## PAGE EXCERPT
By Jerry Hill
Baylor Bear Insider
WACO, Texas – Every time 18
th-ranked BYU looked like it was going to pull away and put this one in the books, the No. 14 Baylor Bears answered.
"You've got to be tough in this league," said Baylor coach
Scott Drew, whose team rallied from a nine-point second-half deficit to knock off the visiting Cougars, 81-72, Tuesday night before a sellout crowd of 7,500 at the new Foster Pavilion. "When you're down, you've got to have that resiliency and toughness to come back. If you don't, you're not going to win many games."
Jalen Bridges scored 17 of his season-high 25 points in the second half and hit a pair of free throws with 54.0 seconds left that gave the Bears (13-2, 2-0) a little breathing room . . . finally.
"Jalen was huge," Drew said. "Tonight, (Bridges) was going and guys found him. And he was aggressive, did a great job getting to the free throw line."
That actually proved to be the difference in the game as Baylor got there twice as many times as BYU (12-3, 0-2), hitting 21-of-28 overall and a perfect 4-for-4 on the Cougars' two technical fouls.
"They had a bigger guy on me, so I just tried to exploit that a little bit," said Bridges, who was 8-for-9 from the line and 3-for-6 from 3-point range. "When you've got guards like (
Jayden Nunn), like RayJ (Dennis) that can just find me when I'm open, makes life easy for me."
In a back-and-forth game that featured 16 lead changes and eight ties, BYU took advantage of some poor shooting by the Bears to go up 20-13 on a Trevin Knell 3-pointer at the 9:37 mark in the first half. Baylor hit just one of its first seven shots and was 4-for-18 from the floor at one time.
A three-point play by Bridges and back-to-back treys by freshman
Ja'Kobe Walter and sophomore
Langston Love put the Bears back on top, 24-22. But the Cougars closed the half on a 13-3 run and went into halftime with a 39-33 lead when Jaxson Robinson converted a three-point play with a layup and free throw with 1.1 seconds left.

(Segmentation labeling entries)
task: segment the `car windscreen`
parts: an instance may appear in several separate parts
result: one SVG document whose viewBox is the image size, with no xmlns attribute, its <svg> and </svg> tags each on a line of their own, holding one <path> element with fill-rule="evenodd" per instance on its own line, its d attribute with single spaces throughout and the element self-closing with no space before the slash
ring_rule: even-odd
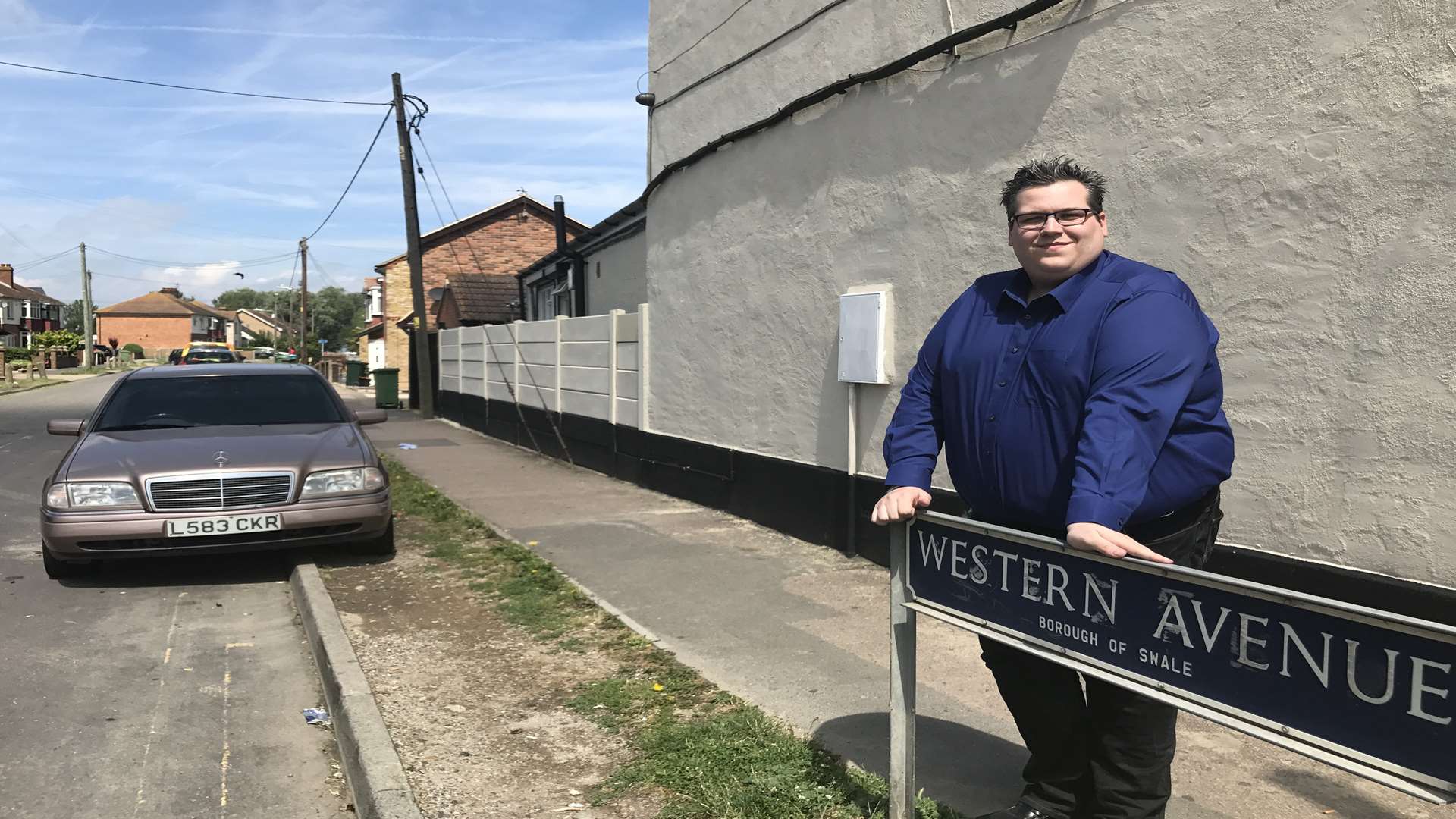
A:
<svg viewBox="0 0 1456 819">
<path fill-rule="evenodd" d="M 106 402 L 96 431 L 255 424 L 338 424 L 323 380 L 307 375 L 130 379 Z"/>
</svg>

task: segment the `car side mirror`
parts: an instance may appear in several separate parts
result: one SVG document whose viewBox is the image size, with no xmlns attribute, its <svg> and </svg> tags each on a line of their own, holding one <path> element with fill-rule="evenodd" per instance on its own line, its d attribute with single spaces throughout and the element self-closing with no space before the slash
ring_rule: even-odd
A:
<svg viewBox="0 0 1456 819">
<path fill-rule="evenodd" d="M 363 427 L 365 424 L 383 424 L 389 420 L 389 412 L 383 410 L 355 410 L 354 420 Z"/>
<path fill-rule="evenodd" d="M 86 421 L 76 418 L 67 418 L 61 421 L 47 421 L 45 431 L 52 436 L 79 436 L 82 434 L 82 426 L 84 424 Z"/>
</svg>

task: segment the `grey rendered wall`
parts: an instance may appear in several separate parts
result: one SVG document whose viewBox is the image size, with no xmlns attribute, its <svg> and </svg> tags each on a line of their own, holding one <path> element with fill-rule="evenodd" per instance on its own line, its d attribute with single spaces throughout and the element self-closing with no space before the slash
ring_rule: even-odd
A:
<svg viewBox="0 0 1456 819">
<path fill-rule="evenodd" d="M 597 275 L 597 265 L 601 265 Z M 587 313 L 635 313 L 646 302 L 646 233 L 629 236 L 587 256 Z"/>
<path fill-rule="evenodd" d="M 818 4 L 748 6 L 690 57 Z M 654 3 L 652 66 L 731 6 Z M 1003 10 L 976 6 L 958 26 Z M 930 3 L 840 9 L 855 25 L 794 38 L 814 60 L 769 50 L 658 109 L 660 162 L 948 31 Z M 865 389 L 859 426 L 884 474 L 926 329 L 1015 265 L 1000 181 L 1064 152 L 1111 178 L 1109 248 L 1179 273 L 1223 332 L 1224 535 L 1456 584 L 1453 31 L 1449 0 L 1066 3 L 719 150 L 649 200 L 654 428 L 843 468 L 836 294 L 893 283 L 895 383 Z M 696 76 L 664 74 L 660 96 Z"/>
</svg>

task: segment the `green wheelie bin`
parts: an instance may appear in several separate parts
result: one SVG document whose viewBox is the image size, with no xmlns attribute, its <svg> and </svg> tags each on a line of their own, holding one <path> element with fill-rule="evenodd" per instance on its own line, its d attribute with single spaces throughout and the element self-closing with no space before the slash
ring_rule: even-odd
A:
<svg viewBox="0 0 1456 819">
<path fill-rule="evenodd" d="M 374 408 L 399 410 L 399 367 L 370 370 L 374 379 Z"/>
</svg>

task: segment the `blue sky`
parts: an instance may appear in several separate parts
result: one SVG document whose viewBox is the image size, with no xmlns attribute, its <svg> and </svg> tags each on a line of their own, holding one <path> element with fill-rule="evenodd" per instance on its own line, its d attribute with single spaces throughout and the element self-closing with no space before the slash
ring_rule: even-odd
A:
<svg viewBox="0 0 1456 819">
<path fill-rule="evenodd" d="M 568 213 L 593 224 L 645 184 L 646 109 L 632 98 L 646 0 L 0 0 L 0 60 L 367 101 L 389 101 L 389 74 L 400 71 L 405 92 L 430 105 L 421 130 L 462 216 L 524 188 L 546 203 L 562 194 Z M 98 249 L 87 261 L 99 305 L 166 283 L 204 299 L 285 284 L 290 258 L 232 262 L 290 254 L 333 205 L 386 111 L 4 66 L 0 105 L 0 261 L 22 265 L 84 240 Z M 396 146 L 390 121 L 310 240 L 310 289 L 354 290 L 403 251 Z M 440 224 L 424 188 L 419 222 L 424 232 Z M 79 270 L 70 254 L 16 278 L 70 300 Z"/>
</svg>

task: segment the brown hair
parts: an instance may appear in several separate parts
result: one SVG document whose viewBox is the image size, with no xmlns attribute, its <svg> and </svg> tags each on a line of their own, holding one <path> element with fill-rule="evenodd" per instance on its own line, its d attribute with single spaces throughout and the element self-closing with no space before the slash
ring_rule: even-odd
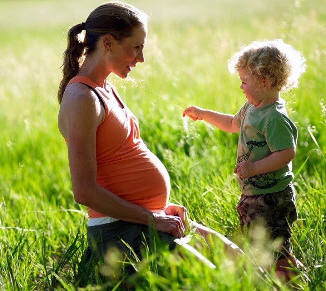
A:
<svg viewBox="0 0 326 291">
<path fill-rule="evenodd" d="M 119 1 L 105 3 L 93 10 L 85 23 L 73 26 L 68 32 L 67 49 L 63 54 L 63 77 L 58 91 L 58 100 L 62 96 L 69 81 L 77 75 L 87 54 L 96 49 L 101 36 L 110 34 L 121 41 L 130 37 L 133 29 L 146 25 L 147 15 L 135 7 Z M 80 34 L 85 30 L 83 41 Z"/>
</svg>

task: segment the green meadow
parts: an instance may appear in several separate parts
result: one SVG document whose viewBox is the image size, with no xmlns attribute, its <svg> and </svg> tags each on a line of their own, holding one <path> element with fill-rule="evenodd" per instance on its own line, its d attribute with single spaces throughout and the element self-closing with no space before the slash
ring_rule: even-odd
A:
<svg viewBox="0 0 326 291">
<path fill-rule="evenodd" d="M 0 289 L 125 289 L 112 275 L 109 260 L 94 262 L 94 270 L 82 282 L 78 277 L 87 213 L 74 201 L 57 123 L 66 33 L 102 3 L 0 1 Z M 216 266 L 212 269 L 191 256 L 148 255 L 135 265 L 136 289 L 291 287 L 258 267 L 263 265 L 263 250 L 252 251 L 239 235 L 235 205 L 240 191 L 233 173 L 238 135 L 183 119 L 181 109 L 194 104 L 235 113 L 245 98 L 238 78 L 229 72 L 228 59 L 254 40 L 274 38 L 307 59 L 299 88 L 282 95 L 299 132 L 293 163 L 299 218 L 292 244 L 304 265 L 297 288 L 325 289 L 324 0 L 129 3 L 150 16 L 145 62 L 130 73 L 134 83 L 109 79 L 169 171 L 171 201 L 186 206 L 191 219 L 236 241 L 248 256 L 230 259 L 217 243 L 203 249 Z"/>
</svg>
---
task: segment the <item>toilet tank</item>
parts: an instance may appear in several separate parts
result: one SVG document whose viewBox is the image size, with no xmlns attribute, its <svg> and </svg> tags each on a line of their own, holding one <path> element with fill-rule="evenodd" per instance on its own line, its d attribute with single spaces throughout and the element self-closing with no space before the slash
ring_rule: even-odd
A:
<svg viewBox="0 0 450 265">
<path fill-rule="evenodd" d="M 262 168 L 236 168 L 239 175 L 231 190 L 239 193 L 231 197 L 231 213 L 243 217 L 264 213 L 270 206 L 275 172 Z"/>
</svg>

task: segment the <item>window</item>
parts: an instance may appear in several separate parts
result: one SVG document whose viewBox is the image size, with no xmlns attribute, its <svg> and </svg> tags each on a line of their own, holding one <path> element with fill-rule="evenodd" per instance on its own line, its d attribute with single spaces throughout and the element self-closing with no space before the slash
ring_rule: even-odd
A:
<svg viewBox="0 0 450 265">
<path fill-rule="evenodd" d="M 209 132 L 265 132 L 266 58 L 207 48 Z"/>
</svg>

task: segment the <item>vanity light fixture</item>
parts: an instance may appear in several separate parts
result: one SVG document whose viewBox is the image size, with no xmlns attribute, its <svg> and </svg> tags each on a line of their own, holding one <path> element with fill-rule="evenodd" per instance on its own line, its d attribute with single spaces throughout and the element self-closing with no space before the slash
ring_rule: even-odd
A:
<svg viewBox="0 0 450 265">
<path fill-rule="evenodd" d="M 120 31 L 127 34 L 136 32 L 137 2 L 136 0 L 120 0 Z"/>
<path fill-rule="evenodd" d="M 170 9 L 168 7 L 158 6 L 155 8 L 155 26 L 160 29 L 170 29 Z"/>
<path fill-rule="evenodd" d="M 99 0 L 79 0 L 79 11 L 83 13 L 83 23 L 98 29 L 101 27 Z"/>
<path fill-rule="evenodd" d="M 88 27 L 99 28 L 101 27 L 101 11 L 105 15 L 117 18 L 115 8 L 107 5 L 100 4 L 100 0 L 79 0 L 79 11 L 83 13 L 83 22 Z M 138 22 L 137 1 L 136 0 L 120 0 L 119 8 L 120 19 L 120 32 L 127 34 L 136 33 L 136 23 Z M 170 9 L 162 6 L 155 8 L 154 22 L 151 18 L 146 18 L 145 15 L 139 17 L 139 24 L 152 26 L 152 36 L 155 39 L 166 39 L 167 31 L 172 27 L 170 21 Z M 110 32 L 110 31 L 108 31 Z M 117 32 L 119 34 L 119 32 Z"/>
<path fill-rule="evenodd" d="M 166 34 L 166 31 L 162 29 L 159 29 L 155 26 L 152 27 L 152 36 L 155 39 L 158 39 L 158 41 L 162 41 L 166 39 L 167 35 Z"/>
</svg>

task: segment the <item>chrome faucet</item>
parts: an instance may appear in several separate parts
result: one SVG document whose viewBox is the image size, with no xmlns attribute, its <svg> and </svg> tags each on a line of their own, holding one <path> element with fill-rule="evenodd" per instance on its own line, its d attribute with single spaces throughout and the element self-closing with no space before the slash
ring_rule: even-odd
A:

## WHAT YOU WILL DO
1. Reproduce the passage of the Baylor-BYU game report between "In a back-and-forth" and "at one time.", inclusive, switching "poor shooting" to "cold shooting".
2. Pick up the Baylor-BYU game report after its last sentence and continue it.
This listing has no connection to the Baylor-BYU game report.

## EXPECTED OUTPUTS
1.
In a back-and-forth game that featured 16 lead changes and eight ties, BYU took advantage of some cold shooting by the Bears to go up 20-13 on a Trevin Knell 3-pointer at the 9:37 mark in the first half. Baylor hit just one of its first seven shots and was 4-for-18 from the floor at one time.

2.
That lead quickly went from six to nine in the first 2 ½ minutes of the second half, when Knell hit a pair of 3-pointers and gave the Bears their biggest deficit of the game, 45-36.
Again, though, Baylor answered. Reeling off 10 unanswered points, the Bears went back on top, 46-45, when Love buried one of his three 3-pointers. Love scored 15 points off the bench, hitting 3-for-4 from distance and 4-for-4 from the line.
"We talked in our chapel today about perseverance," Bridges said, "and I feel like there's nobody who embodies that more than
Langston Love. Everything that he's gone through. Even this offseason, he had an injury to his pec. It was like he couldn't catch a break. Just to see him out there doing his thing, making shots, making big plays for us. It's amazing."
After seven lead exchanges, Baylor took the lead for good on a Nunn layup that put the Bears up, 58-57, with just under nine minutes to play.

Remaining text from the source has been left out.